- Things to do -
**1.** For each statement (a), (b), and (c), decide whether it agrees with the saddle discomfort thread. Answer yes or no and quote the words of the thread that decide it. (a) One reply says well-fitting breeches are reportedly more comfortable than jeans. (b) The rider who searched for a saddle concluded that the saddle was the cause of her husband's complaints. (c) The husband picked up the habit of sliding forward from dirt-biking.
**2.** Write the next part of the saddle discomfort thread, continuing on from its last sentence.

- Reading passage -
────────────────────

I suspect your saddle might be too small for you, putting you over the pommel when you come down from the posting rythm. Or, you are leaning too far forward. Would you be interested in posting a video here? That way we can REALLY pick you apart. Doesn't that sound like fun?


----------



## jaydee (May 10, 2012)

Do invest in some good support underwear - honestly my husband drives me mad if he doesnt wear the 'right knickers' and good fitting breeches apparently are way more comfortable than jeans - or so I'm told by the males in my family
It is possible the saddle is too short for you or maybe you're tilting yourself forwards and putting your weight on the sensitive bits - try to focus on sitting deep in the saddle and not rising 'up/down' at too much of an angle - a lot of new riders have a tendency to pitch forwards


----------



## freia (Nov 3, 2011)

I spent over a year trying to find an English saddle my husband can ride in without whining non-stop. I finally figured out that it wasn't the saddle, it was him (He always rides behind me, so I hadn't seen what he was doing).
-1- He slides himself forward when asking the horse for more "go". This is something he learned dirt-biking, and seems to think it will work for horses too. He was smashing himself against the pommel.

────────────────────

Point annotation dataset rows
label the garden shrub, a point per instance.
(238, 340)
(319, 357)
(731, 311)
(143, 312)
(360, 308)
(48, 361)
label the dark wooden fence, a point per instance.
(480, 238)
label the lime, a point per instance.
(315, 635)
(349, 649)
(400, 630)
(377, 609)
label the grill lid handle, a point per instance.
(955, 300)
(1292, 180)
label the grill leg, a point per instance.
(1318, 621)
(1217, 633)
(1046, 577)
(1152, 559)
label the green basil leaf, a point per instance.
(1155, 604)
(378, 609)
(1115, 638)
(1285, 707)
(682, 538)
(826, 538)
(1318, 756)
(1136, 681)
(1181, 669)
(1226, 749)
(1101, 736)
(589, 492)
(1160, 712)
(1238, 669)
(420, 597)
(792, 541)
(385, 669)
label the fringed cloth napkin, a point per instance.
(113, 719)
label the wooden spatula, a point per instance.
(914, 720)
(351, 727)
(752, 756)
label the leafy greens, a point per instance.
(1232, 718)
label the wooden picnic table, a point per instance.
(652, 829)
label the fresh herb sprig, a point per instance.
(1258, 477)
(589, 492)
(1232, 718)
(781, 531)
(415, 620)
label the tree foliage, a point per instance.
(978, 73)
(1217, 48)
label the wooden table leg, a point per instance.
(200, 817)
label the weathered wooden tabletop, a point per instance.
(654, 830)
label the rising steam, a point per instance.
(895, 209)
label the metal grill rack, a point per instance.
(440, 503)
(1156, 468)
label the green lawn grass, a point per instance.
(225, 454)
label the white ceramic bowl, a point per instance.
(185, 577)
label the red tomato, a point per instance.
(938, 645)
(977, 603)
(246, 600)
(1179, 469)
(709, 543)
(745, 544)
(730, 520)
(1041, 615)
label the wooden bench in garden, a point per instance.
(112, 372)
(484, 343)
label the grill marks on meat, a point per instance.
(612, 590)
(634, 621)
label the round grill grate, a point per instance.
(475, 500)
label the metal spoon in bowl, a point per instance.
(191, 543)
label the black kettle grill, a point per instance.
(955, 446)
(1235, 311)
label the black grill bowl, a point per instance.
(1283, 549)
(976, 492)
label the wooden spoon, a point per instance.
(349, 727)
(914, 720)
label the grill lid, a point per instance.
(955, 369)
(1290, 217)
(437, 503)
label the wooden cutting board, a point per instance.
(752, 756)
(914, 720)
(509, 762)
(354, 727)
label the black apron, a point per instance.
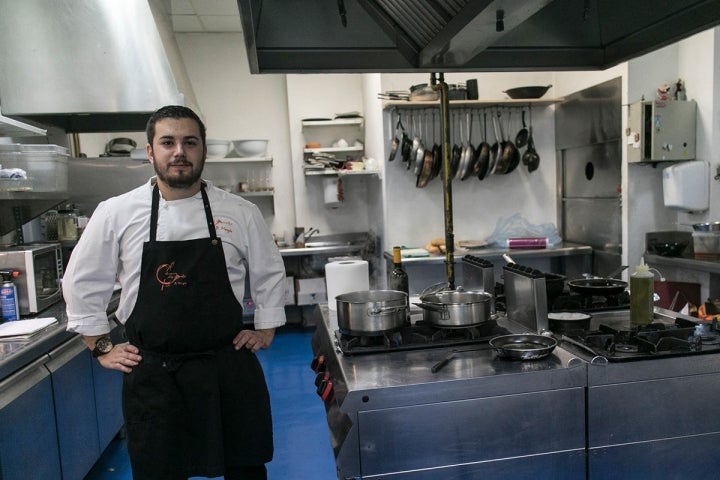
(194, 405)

────────────────────

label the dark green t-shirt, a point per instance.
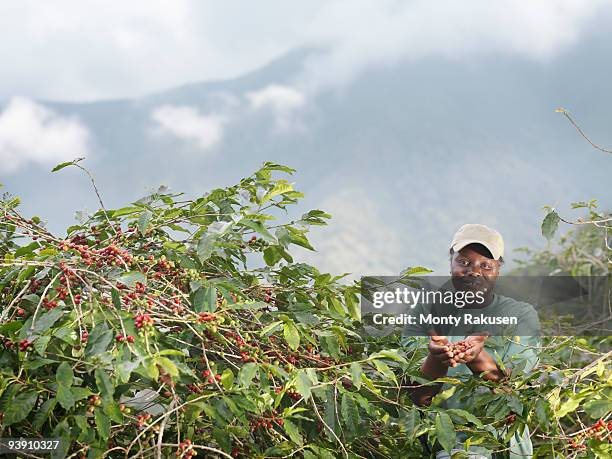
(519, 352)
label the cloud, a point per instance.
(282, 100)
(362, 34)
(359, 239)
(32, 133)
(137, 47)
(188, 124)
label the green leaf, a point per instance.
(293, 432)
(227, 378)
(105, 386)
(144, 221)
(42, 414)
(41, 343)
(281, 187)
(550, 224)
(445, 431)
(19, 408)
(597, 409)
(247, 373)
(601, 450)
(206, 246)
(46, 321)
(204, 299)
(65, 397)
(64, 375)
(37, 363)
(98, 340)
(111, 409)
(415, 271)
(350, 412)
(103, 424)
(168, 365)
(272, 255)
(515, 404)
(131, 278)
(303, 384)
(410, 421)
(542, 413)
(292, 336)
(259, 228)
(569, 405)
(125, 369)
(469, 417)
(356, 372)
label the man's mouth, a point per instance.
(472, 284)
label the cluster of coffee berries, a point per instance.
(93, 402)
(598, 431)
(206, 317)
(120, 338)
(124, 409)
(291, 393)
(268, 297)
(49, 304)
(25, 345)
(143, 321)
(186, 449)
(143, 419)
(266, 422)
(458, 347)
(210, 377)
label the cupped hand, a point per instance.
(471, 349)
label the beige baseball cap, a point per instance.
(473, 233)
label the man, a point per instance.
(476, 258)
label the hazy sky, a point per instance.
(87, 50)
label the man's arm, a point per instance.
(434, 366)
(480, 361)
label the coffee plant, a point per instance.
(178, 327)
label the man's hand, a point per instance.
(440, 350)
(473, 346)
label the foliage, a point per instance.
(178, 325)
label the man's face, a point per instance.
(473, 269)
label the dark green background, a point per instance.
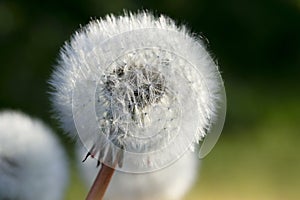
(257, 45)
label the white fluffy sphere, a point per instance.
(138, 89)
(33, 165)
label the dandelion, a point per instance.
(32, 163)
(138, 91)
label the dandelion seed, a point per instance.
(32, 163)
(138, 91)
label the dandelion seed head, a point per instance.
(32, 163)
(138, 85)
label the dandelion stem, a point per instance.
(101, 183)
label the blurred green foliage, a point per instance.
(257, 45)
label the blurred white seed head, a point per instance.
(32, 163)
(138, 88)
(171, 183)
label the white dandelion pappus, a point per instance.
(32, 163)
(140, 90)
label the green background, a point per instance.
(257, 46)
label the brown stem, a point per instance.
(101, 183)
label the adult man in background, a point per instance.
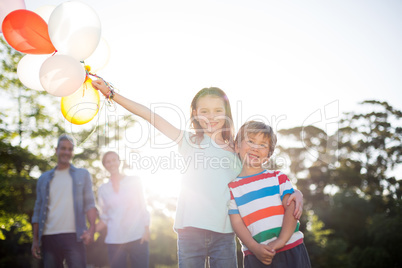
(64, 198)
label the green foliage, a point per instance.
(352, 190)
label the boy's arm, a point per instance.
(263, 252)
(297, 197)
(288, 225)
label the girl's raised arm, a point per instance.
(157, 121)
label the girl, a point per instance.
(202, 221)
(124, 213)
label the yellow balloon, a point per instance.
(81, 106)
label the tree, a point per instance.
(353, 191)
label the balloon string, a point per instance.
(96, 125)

────────────────────

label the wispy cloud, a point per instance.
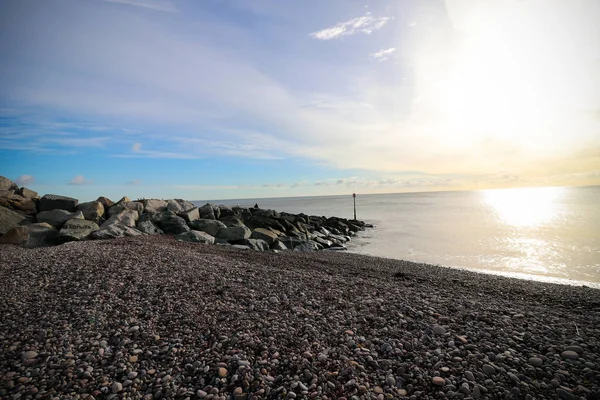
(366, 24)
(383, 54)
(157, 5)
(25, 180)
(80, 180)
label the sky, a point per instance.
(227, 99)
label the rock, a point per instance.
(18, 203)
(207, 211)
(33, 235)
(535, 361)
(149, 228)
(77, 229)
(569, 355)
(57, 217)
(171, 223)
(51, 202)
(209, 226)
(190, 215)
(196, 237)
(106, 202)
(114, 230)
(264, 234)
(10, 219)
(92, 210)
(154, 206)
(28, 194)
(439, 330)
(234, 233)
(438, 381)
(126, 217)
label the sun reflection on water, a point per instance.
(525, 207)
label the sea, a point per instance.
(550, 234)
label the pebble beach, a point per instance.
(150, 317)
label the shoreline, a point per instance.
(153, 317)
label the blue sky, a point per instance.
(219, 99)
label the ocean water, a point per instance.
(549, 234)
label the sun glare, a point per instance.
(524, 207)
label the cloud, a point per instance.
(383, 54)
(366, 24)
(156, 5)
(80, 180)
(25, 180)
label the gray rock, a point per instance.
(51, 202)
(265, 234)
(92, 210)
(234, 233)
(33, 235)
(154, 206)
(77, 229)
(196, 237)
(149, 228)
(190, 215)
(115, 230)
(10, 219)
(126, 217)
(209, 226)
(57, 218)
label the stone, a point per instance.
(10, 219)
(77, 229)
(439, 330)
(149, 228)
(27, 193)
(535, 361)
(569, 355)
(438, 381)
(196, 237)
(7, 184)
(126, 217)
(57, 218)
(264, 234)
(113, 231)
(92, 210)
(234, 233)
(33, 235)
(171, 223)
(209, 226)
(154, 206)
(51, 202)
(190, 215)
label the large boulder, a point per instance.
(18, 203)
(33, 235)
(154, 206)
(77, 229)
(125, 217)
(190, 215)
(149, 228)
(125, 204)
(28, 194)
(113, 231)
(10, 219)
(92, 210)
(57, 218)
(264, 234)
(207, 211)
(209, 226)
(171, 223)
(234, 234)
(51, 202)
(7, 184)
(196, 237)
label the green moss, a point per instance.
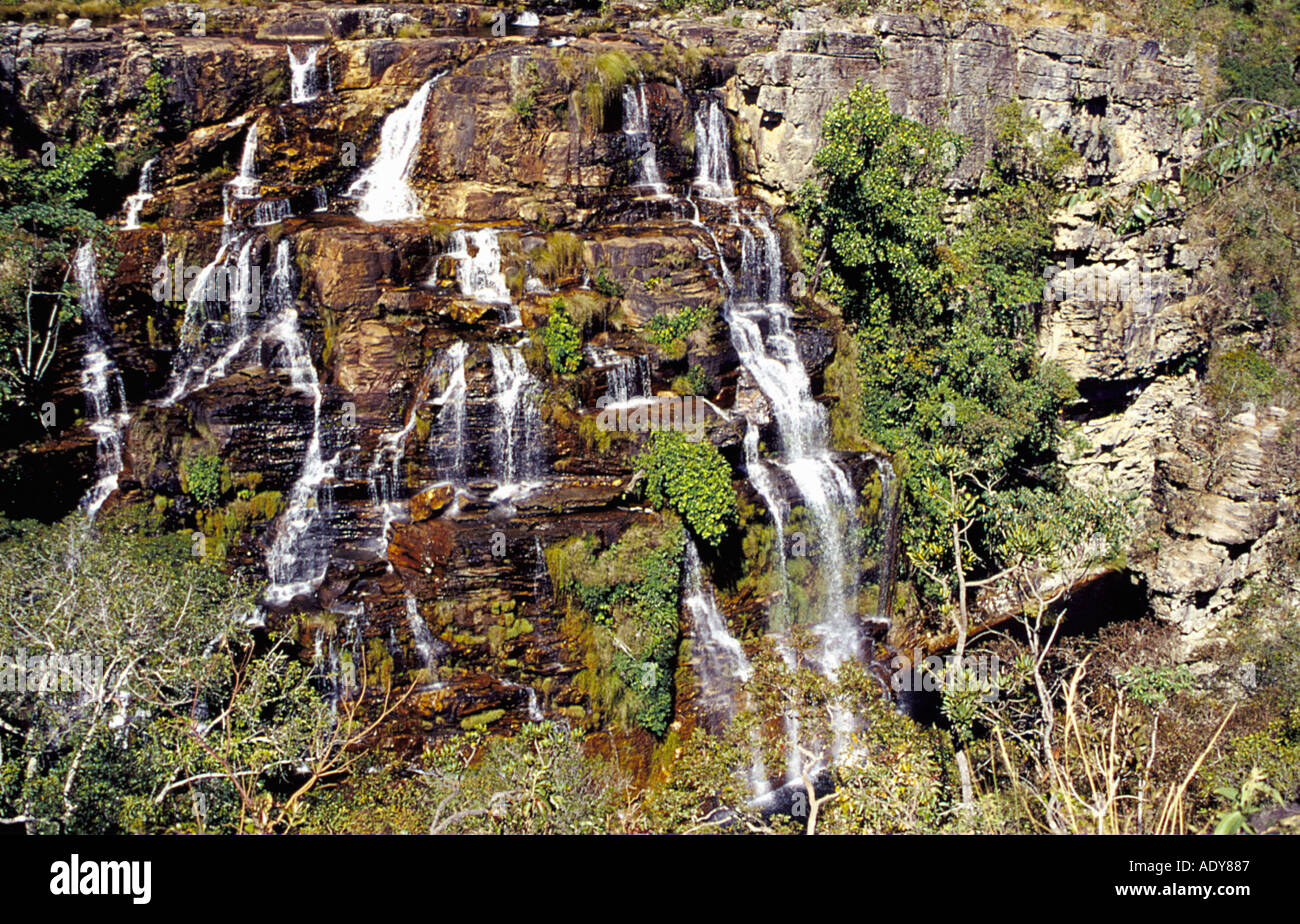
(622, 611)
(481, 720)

────────────────────

- Exercise answers -
**1.**
(a) Yes: "good fitting breeches apparently are way more comfortable than jeans"
(b) No: "I finally figured out that it wasn't the saddle, it was him"
(c) Yes: "This is something he learned dirt-biking"

**2.**
-2- He leans forward instead of sitting upright with his weight on his seat and pelvic bones. He has his weight smack on his testicles. (again, it's a dirt-biking thing)
-3- He bounces around horribly at the trot (smack smack smack).
-4- He refuses to wear breeches, so he rides in jeans, and the seam hits him right on a nerve, I think.

Points 1 through 3 are a seat/balance/skill issue. He is not an experienced horseman. If you're still learning, you may be having similar issues.


----------



## tinyliny (Oct 31, 2009)

I always wondered how those "pocket rockets" (the motorcycles where you are leaning way forward) could possibly be comfortable.


----------



## COWCHICK77 (Jun 21, 2010)

I asked my hubby who is an experienced western rider.
He says-
" Don't do the _Man-Gina Tuck_ ( I am not even going to ask) and keep your weight centered on your seatbones not rolled forward."

He claims that he hasn't had a problem with smashing the boys even in deep seated western saddles, you have to learn to stay balanced.


----------



## NHhorserider (Mar 10, 2013)

Thanks for the help guy, great tips...


----------



## Horsequeen08 (Jun 24, 2007)

I'm actually going to be subbing on this. I'm dying to get my bf to ride with me, but the 2-3 times he has tried it he said it is "way to painful" and doesn't want to do it anymore. I never considered that his boxers might be part of the problem. He is really supporting of my riding and everything, I just would love to get him a trail horse and have him ride with me. 

Guys: does it make a huge difference in 'that area' between western and english? He has only tried western. I don't really see him ever getting up into an English saddle, but I'm curious if you can feel a difference. (I ride both, but I mean difference as in more or less painful) I'd love to turn my bf into a horse person, but somehow I don't think he will ever take to it quite like I have.


----------



## CowboyBob (Feb 11, 2013)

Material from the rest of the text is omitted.